▸ Task to complete
Update the entries below by changing every "field log" to "annotation sheet" and leaving all else the same. Omit the pictures from the result.

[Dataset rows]
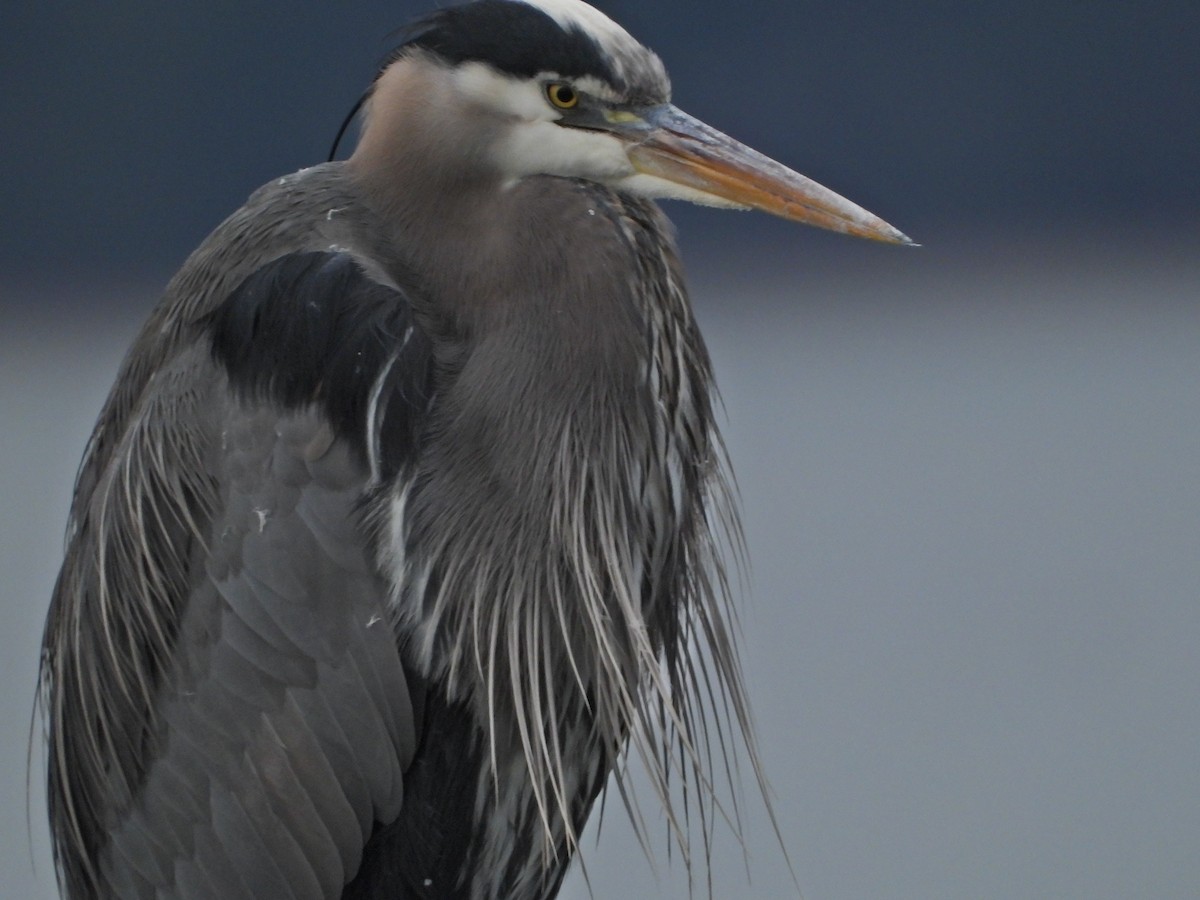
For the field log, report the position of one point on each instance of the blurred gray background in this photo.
(970, 472)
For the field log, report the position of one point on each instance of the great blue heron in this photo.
(400, 526)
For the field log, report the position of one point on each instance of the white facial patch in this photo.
(504, 95)
(529, 141)
(577, 15)
(659, 189)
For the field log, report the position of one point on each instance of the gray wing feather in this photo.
(286, 724)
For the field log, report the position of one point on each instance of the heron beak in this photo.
(667, 143)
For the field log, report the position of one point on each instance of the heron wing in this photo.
(281, 720)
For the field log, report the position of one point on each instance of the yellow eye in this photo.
(562, 95)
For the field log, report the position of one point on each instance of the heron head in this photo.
(513, 89)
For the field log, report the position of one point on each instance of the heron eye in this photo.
(562, 95)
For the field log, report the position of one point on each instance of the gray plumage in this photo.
(402, 522)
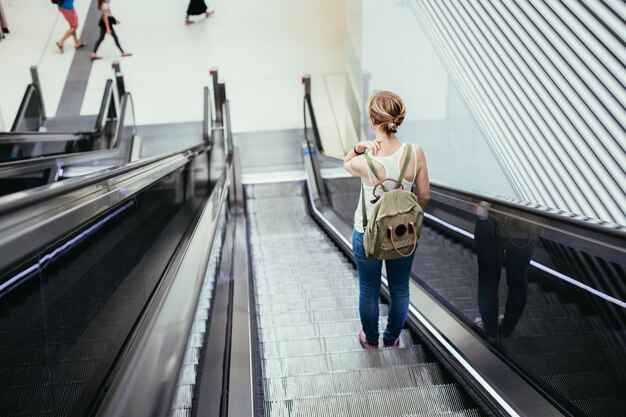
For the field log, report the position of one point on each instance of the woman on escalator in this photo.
(386, 112)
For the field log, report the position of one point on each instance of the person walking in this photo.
(106, 23)
(66, 8)
(196, 8)
(386, 112)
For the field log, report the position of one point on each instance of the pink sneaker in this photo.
(394, 344)
(364, 342)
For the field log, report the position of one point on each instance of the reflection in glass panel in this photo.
(569, 340)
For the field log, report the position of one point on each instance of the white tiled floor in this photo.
(261, 49)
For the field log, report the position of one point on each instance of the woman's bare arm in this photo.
(422, 181)
(105, 17)
(355, 163)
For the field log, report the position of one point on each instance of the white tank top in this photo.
(393, 166)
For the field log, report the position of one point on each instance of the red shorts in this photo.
(70, 16)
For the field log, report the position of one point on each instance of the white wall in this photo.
(396, 55)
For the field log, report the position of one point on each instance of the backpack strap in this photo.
(407, 158)
(372, 167)
(363, 210)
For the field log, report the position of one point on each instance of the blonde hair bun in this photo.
(386, 110)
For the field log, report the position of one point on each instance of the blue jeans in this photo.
(398, 273)
(493, 252)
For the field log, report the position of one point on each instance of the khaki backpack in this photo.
(396, 219)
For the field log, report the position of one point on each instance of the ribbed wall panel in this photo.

▸ Solution for this problem
For the annotation sheet, report the position of one point on each instance of the blurred gray background in this photo.
(970, 472)
For the annotation sheet, report the position of one point on each instance of the great blue heron in this photo.
(400, 526)
For the annotation sheet, report the position of one point on each instance of the white facial patch in this photo.
(504, 95)
(529, 141)
(577, 15)
(659, 189)
For the annotation sheet, report the position of one point on each instance of the gray wing feather in this photo.
(286, 724)
For the annotation sheet, report the position of one point on each instance of the heron beak in this photo.
(667, 143)
For the annotation sheet, report the position of one point on each instance of the heron wing in this photo.
(281, 720)
For the annotation sheet, report the position of one point on each instance of the yellow eye in this photo.
(562, 95)
For the annotation sheet, report the position of one point on each instance of the heron head in this photo.
(513, 89)
For the annotation sheet, report the position of one point on each instance of the heron eye in this photo.
(562, 95)
For the annotation sheet, report the position of one point on each instance of the gray plumage in this photo.
(402, 522)
For the annotation sheet, report the position of one point on each instance of the woman on escalator in this photo.
(386, 112)
For the annotation sheet, report the position of one point on each instance of the person walking in this photo.
(106, 23)
(66, 8)
(196, 8)
(386, 112)
For the annotation sheet, report the position of one point on each instance of the pink sneaker in this photo.
(394, 344)
(364, 342)
For the annotation sheet, report the position of one point on each instance of the reflection in glass panel in this photo.
(569, 340)
For the annotation sheet, report the position of one point on each instance of the white tiled floor in this photo.
(261, 49)
For the annotation sheet, report the position of one point on each instance of the woman's bare arm in this photo.
(422, 181)
(105, 17)
(355, 163)
For the annotation sheet, report the position of one point on each instance of the white tank top in this photo.
(393, 166)
For the annotation sheet, report the position of one point on each instance of the red shorts in this photo.
(70, 16)
For the annotation sheet, report the position of one point on each instance of the white wall in this photo.
(396, 55)
For the annotation sheet, report the position of one point on each instance of the backpack strap in this photo.
(407, 158)
(372, 167)
(363, 210)
For the annotation sheet, report the position of one point on each instance of the blonde hair bun in this photo.
(386, 110)
For the annotation sheet, report the position of one point on each instance of the blue jeans in this photo.
(398, 273)
(493, 252)
For the annotation sheet, report the position of one point on each instance of the khaki backpack in this photo.
(396, 219)
For the annotation sheet, report the position of one point on each instance of the ribbed wall panel in this photo.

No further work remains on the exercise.